──────── Dataset rows ────────
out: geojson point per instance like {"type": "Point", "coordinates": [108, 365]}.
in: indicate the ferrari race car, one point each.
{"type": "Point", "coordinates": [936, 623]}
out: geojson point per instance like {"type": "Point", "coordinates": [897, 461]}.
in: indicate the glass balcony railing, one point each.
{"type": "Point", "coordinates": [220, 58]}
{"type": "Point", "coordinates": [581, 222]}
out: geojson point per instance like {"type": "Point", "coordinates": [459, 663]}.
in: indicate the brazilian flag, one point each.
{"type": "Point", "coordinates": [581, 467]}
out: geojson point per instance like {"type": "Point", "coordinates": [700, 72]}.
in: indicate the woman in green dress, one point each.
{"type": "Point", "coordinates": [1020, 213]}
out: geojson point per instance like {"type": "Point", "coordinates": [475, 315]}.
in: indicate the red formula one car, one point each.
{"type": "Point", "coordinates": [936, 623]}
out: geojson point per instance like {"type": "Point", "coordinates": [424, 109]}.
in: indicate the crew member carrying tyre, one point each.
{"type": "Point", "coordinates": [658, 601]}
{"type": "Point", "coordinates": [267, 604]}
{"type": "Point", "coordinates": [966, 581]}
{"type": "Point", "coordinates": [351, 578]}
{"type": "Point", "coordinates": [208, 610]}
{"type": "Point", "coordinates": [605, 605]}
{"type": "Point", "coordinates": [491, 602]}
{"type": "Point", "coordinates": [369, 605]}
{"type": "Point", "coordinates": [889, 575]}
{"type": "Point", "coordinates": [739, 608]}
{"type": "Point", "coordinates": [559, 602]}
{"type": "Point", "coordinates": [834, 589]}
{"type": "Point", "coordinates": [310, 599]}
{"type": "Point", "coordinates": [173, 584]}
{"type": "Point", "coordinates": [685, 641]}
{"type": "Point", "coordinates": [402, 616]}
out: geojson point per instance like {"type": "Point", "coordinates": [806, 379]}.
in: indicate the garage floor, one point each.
────────
--- Problem to work on ---
Give back all the data exactly as written.

--- Expected answer ---
out: geojson point per instance like {"type": "Point", "coordinates": [108, 365]}.
in: indicate the ferrari race car, one point each.
{"type": "Point", "coordinates": [936, 623]}
out: geojson point per instance like {"type": "Point", "coordinates": [897, 461]}.
in: indicate the glass balcony railing, one point each.
{"type": "Point", "coordinates": [220, 58]}
{"type": "Point", "coordinates": [581, 222]}
out: geojson point per instance like {"type": "Point", "coordinates": [459, 663]}.
in: indicate the brazilian flag, one point each.
{"type": "Point", "coordinates": [581, 467]}
out: geojson point per instance like {"type": "Point", "coordinates": [700, 72]}.
in: indicate the woman in green dress, one point each.
{"type": "Point", "coordinates": [1020, 213]}
out: geojson point per instance like {"type": "Point", "coordinates": [475, 315]}.
in: indicate the red formula one car, one point each.
{"type": "Point", "coordinates": [936, 623]}
out: geojson point per instance like {"type": "Point", "coordinates": [424, 109]}.
in: indicate the crew member carrying tyre, one point each.
{"type": "Point", "coordinates": [658, 601]}
{"type": "Point", "coordinates": [267, 604]}
{"type": "Point", "coordinates": [966, 581]}
{"type": "Point", "coordinates": [351, 578]}
{"type": "Point", "coordinates": [208, 610]}
{"type": "Point", "coordinates": [605, 605]}
{"type": "Point", "coordinates": [491, 602]}
{"type": "Point", "coordinates": [369, 605]}
{"type": "Point", "coordinates": [889, 575]}
{"type": "Point", "coordinates": [739, 608]}
{"type": "Point", "coordinates": [559, 602]}
{"type": "Point", "coordinates": [834, 589]}
{"type": "Point", "coordinates": [310, 599]}
{"type": "Point", "coordinates": [173, 584]}
{"type": "Point", "coordinates": [685, 641]}
{"type": "Point", "coordinates": [402, 616]}
out: geojson point per instance like {"type": "Point", "coordinates": [806, 379]}.
in: indicate the garage floor, one point each.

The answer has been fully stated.